───── Предложенный отрывок ─────
Если не наше дело – сооружать будущее и решать все на вечные времена, то тем определеннее наша непосредственная задача. Она заключается в беспощадной критике всего существующего, беспощадной в том смысле, что она не должна бояться конечных выводов, к которым приходит, так же как не должна страшиться и столкновений с существующими властями».

Маркс не намеревался водружать никакой догматический стяг, и коммунизм в том смысле, как его излагали Кабе, Дезами, Вейтлинг, был тоже догматической абстракцией в его глазах. Главный интерес современной Германии, по его словам, заключается в религии и затем в политике, и не следует противопоставлять им вымышленный строй, как в «Путешествии в Икарию», а нужно исходить из них, каковы они ни на есть.

Маркс опровергает «рьяных социалистов», которые считают политические вопросы совершенно ничтожными. Из столкновений политической государственности, из противоречия между идеальным назначением государства и его реальными предпосылками и вырабатывается всюду социальная истина. «Ничто поэтому не мешает нам исходить в нашей критике из критики политической, из партийности в политике, и тем самым примкнуть к подлинной борьбе. Тогда мы выступим не как доктринеры, предлагающие миру новый принцип: „Вот, мол, истина, и преклони перед нею колени“. Мы раскрываем миру новые принципы исходя из принципов существующего. Мы не говорим миру: „Оставь свою борьбу – она ни к чему не ведет; мы дадим тебе истинные лозунги борьбы“. Вместо того мы показываем миру, из-за чего он, в сущности, борется, а сознание есть нечто такое, что неизбежно усваивается, хотя бы против желания». Маркс сводит таким образом программу нового журнала к следующей формуле: самовразумление (критическая философия) времени для уяснения своих стремлений и желаний.

К «самовразумлению» пришел, однако, только Маркс, а не Руге. Уже «Переписка» показала, что вожаком был Маркс, а Руге только шел, куда его вели. К тому же Руге заболел, приехав в Париж, и не мог принимать деятельного участия в редактировании журнала. Это парализовало его редакторские способности, наиболее нужные, по его мнению, для дела, так как Маркса он считал слишком «обходительным» для редакторства. Руге не имел возможности придать журналу тот вид и то направление, которое считал наиболее подходящим, и даже не мог поместить в нем свою статью. Все же при выходе первого выпуска он еще не относился к журналу вполне отрицательно. Он находил, что «многое в нем замечательно и наверно вызовет большой интерес в Германии», но прибавлял с упреком, что «наряду с этим преподнесено несколько „необтесанных вещей“; он бы непременно внес в них поправки, а их взяли впопыхах, без всяких изменений. Журнал, по всей верояти, продолжал бы выходить, если бы этому не помешали внешние обстоятельства.
───── Извлеченные данные ─────
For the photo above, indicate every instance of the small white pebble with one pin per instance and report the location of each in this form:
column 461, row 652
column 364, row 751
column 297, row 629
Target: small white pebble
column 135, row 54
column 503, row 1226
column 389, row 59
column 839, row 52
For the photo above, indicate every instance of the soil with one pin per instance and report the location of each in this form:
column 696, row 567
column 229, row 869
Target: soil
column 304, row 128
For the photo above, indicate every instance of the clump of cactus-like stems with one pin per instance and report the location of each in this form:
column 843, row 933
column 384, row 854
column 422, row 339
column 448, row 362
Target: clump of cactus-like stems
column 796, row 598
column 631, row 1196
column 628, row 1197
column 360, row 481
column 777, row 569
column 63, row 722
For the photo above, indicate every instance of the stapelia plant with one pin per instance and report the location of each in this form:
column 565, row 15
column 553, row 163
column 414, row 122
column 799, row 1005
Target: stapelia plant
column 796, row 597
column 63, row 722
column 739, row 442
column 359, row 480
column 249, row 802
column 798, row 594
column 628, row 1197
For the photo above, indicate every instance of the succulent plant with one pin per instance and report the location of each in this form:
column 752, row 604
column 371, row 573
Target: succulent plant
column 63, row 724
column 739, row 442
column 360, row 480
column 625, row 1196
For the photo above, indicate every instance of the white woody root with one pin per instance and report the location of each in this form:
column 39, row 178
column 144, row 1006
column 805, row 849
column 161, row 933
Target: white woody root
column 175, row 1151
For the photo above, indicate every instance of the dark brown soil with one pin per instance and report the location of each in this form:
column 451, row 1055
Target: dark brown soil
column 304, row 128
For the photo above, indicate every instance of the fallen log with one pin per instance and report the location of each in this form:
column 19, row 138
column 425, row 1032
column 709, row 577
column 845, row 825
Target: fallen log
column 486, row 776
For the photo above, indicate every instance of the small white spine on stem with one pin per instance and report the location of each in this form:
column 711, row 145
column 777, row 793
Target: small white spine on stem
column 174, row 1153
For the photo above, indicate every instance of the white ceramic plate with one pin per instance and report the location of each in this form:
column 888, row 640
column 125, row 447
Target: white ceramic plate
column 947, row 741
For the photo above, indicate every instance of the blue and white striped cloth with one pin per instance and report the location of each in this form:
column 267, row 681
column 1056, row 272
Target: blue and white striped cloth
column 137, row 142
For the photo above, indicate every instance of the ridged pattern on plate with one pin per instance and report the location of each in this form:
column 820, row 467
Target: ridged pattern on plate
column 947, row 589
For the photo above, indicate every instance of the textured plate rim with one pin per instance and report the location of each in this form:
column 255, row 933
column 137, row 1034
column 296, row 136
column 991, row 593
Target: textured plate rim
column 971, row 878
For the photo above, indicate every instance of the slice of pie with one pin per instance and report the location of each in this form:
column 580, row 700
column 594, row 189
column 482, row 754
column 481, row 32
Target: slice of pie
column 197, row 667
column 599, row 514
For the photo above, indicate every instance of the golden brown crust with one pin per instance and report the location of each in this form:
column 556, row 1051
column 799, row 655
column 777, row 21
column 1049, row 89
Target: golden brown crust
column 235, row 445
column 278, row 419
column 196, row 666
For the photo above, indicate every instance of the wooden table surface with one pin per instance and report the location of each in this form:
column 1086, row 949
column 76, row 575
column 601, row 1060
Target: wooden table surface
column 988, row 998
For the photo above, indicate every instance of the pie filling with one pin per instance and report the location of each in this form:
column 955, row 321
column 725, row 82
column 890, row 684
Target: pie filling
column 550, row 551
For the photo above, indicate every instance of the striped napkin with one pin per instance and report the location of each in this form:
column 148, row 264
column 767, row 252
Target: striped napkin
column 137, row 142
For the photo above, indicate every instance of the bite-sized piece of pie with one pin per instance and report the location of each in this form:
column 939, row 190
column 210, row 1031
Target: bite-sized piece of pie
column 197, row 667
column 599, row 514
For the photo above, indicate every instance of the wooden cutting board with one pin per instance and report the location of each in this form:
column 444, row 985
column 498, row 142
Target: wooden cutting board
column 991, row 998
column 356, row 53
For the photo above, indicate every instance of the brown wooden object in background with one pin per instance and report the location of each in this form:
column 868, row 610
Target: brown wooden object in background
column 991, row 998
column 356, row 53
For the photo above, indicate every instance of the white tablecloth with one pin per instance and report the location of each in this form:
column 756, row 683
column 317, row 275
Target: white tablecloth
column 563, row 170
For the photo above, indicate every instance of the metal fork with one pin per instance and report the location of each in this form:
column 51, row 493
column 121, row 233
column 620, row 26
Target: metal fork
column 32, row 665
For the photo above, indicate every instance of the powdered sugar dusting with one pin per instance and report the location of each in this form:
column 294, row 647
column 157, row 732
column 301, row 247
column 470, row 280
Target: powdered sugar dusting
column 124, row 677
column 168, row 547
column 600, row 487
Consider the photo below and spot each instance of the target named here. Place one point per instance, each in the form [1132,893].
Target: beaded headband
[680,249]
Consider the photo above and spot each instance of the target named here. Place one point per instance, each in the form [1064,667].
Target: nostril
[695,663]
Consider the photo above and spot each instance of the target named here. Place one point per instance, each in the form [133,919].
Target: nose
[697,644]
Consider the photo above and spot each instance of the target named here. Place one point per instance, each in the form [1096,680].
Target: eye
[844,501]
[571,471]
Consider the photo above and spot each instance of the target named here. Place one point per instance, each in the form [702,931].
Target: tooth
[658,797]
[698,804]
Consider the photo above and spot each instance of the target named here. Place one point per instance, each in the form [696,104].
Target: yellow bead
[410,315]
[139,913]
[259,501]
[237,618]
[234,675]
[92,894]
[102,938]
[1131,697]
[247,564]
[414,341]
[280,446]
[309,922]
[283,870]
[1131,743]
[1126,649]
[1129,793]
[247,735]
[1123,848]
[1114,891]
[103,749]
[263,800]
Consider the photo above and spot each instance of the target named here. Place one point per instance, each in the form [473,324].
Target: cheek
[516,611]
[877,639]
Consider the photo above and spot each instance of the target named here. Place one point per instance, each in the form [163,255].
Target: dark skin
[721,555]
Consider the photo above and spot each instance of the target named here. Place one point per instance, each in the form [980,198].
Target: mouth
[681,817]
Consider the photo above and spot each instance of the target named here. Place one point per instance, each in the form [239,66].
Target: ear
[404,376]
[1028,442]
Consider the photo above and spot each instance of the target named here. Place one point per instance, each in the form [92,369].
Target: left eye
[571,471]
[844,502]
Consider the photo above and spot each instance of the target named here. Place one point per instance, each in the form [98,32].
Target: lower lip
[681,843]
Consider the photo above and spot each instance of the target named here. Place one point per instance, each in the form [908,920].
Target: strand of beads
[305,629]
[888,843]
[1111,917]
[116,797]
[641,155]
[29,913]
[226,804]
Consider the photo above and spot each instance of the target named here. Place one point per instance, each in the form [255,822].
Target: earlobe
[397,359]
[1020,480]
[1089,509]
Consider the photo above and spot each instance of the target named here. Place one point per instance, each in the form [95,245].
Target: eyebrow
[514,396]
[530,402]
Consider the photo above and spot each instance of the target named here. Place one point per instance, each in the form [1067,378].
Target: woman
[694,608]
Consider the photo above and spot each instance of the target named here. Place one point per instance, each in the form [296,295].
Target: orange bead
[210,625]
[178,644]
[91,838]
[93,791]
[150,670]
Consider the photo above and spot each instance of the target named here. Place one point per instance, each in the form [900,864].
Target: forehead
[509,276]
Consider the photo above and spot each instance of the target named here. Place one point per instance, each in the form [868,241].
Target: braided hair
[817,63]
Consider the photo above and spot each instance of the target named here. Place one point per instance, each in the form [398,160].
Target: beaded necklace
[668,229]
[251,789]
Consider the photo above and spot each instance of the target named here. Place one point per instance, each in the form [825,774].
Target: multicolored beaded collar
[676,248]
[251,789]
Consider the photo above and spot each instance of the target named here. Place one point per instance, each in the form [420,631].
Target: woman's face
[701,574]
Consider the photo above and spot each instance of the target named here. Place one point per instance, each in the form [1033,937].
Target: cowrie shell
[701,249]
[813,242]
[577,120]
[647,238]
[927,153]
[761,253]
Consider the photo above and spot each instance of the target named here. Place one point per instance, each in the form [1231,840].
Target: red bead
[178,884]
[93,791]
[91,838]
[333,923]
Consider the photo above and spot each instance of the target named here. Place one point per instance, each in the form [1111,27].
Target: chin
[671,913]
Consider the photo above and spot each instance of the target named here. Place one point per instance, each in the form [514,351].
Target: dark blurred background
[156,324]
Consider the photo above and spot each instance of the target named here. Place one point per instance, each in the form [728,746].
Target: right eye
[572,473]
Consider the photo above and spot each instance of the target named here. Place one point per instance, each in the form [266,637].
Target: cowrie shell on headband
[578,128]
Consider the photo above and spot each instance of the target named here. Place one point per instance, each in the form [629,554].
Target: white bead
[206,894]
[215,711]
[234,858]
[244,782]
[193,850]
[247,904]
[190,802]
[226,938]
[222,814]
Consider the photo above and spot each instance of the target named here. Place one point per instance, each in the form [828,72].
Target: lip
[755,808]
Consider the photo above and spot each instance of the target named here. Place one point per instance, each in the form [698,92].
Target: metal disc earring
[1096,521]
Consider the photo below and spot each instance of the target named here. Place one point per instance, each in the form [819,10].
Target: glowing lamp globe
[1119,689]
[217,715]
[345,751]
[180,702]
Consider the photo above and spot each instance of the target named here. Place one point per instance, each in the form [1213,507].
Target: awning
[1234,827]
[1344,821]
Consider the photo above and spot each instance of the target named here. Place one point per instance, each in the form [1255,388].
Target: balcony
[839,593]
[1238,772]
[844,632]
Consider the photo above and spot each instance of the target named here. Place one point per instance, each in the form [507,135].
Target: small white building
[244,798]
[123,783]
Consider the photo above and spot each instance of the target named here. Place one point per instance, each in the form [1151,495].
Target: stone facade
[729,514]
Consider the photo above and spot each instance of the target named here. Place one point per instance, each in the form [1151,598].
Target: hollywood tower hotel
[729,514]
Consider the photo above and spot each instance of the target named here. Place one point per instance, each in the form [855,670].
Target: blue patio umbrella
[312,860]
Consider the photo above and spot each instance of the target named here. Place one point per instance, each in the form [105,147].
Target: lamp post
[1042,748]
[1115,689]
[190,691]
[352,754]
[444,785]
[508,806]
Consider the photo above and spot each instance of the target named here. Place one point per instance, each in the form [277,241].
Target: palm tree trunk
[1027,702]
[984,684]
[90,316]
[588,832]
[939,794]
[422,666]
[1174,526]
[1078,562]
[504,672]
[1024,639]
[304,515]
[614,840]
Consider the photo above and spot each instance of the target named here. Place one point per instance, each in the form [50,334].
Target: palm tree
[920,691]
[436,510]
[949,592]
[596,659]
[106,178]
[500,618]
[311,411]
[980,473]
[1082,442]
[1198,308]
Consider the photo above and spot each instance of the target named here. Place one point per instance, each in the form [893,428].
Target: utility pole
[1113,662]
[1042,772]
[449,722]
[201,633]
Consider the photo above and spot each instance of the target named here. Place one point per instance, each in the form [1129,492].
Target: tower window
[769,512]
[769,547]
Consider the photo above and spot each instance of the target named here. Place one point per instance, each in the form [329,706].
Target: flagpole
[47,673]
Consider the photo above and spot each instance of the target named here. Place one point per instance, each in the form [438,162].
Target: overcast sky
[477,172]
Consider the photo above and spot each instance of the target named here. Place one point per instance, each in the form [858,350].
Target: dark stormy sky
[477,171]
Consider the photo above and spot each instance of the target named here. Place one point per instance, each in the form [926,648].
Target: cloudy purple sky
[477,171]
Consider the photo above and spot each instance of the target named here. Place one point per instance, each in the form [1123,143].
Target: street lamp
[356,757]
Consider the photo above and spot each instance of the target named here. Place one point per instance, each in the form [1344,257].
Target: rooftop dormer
─────
**Задания**
a. Ответьте на вопросы по отрывку о Марксе:
(i) Чье изложение коммунизма Маркс считал догматической абстракцией?
(ii) В чем, по словам Маркса, заключается главный интерес современной Германии?
(iii) Что случилось с Руге после приезда в Париж?
b. Выпишите из отрывка о Марксе без изменений фрагмент, который открывается словами «Если не наше» и заканчивается словами «ни на есть.».
c. Напишите продолжение отрывка о Марксе, начав сразу после его последнего предложения.

**Ответы**
a.
(i) Изложение Кабе, Дезами и Вейтлинга.
(ii) В религии и затем в политике.
(iii) Он заболел и не мог принимать деятельного участия в редактировании журнала.

b.
Если не наше дело – сооружать будущее и решать все на вечные времена, то тем определеннее наша непосредственная задача. Она заключается в беспощадной критике всего существующего, беспощадной в том смысле, что она не должна бояться конечных выводов, к которым приходит, так же как не должна страшиться и столкновений с существующими властями».

Маркс не намеревался водружать никакой догматический стяг, и коммунизм в том смысле, как его излагали Кабе, Дезами, Вейтлинг, был тоже догматической абстракцией в его глазах. Главный интерес современной Германии, по его словам, заключается в религии и затем в политике, и не следует противопоставлять им вымышленный строй, как в «Путешествии в Икарию», а нужно исходить из них, каковы они ни на есть.

c.
Прежде всего очень быстро истощились средства Литературного бюро, и Фребель заявил, что не может продолжать дело. Затем, при первом известии о выходе в свет «Немецко-французских ежегодников», прусское правительство начало поход против журнала. Оно, правда, не встретило при этом сочувствия даже у Меттерниха, не говоря о Гизо, и вынуждено было ограничиться оповещением обер-президентов всех провинций циркуляром от 18 апреля 1844 г., что «Ежегодники» представляют собою покушение на государственную измену и оскорбление величества; обер-президентам предписывалось отдать конфиденциальные распоряжения полицейским властям, чтобы они задержали Руге, Маркса, Гейне и Бернайса при их вступлении на прусскую территорию и захватили их бумаги. Это было еще довольно невинно, ибо нюрнбергцы никого не вешают, прежде чем не захватят его в свои руки. Но нечистая совесть прусского короля была опасна тем, что со злобным страхом охраняла границы. На одном рейнском пароходе захвачено было сто экземпляров «Ежегодников», у Бергцаберна на французско-пфальцской границе значительно более двухсот. Это были очень чувствительные подзатыльники при сравнительно ограниченном числе экземпляров, имевшихся в распоряжении.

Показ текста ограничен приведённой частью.